— The problem —
The full set of entries below is to be returned unchanged.

[Region pointing data]
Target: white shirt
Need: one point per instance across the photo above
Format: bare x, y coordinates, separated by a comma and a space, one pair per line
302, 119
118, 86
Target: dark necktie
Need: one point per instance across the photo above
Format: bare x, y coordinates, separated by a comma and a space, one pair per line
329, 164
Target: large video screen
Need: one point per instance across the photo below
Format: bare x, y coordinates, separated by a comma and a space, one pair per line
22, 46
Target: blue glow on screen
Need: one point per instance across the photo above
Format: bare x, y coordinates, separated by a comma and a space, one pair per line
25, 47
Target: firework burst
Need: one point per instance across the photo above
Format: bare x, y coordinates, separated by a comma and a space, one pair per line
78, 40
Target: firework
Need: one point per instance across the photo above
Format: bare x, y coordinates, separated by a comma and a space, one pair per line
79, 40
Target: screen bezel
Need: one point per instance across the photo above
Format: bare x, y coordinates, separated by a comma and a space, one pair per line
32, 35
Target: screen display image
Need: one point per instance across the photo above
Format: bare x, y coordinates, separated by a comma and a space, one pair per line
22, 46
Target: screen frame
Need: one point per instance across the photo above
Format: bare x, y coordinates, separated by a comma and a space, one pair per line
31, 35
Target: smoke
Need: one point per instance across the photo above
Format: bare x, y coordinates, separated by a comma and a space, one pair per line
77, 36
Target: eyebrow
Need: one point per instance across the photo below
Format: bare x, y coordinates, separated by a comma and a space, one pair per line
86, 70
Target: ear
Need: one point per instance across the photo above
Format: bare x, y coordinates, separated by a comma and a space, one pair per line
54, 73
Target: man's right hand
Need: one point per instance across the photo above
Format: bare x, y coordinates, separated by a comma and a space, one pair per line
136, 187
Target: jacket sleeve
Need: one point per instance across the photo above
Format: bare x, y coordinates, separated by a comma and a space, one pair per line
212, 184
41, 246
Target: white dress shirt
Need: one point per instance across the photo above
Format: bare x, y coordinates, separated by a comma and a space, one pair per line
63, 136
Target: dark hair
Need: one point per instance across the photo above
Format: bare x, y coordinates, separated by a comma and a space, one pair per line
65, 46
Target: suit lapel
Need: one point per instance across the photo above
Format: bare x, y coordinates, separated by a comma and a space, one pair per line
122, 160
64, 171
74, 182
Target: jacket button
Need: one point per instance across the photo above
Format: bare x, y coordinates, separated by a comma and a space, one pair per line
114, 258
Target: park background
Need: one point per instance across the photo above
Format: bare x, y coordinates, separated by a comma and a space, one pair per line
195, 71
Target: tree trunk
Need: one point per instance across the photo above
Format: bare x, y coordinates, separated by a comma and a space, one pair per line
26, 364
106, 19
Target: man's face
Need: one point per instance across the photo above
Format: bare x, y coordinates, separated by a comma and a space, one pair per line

— Solution to this task —
Target: white shirt
Need: one point per instance across the photo above
Format: bare x, y coordinates, separated by a comma and a space, one pair per line
302, 119
118, 86
Target: dark necktie
Need: one point per instance across the photo above
Format: bare x, y coordinates, separated by a comma and a space, one pair per line
329, 164
Target: large video screen
Need: one point per instance across the photo below
Format: bare x, y coordinates, separated by a comma and a space, one pair per line
22, 46
Target: blue glow on screen
Need: one point per instance across the photo above
Format: bare x, y coordinates, separated by a comma and a space, one pair per line
25, 47
Target: firework burst
Need: one point per instance across the photo above
Format: bare x, y coordinates, separated by a comma and a space, one pair per line
78, 40
Target: firework
Need: one point per instance across the photo above
Format: bare x, y coordinates, separated by a comma and a space, one pair per line
79, 40
Target: screen bezel
Need: one point per instance across the photo above
Format: bare x, y coordinates, separated by a comma and a space, one pair per line
32, 35
Target: screen display image
Need: one point per instance across the photo above
Format: bare x, y coordinates, separated by a comma and a space, one pair per line
22, 46
Target: screen frame
Need: one point per instance across the photo above
Format: bare x, y coordinates, separated by a comma and a space, one pair per line
31, 35
Target: smoke
Need: one point per instance across the photo above
Format: bare x, y coordinates, separated by a comma and a space, one pair per line
77, 36
Target: eyebrow
Need: one point per instance across the photo below
Format: bare x, y coordinates, separated by a comma and a space, one pair per line
86, 70
Target: ear
Need: one point per instance across the photo above
Format: bare x, y coordinates, separated by a comma and a space, one pair per line
54, 73
Target: man's right hand
Need: one point per instance across the photo above
Format: bare x, y coordinates, separated by a comma and a space, one pair per line
136, 187
Target: jacket sleeve
Need: one point per instance across the photo above
Format: bare x, y coordinates, separated by a comma and a space, one pair per line
212, 184
41, 246
Target: white dress shirt
Need: one point per instance across the photo above
Format: bare x, y coordinates, separated by a comma and a space, one pair per line
63, 136
Target: dark hair
Need: one point per instance across the photo above
Format: bare x, y coordinates, separated by a comma and a space, one pair per line
65, 46
Target: suit lapel
Need: one point per instance across the photo above
Format: bare x, y coordinates, separated by a comma and a space, one pair per line
122, 160
64, 171
74, 182
Target: jacket button
Need: one point per instance across the photo above
Format: bare x, y coordinates, separated by a comma and a space, one pair per line
114, 258
Target: park background
Need: one point per instance across the photo above
Format: bare x, y coordinates, separated by a comma and a space, one pair per line
195, 71
Target: tree trunk
Need: one point per instance across the photo above
Format: bare x, y coordinates, separated by a comma and a space, one pair per line
26, 364
106, 19
Target: man's face
Need: one point per instance across the photo above
Format: bare x, y coordinates, separated by a comma and a space, one pair per line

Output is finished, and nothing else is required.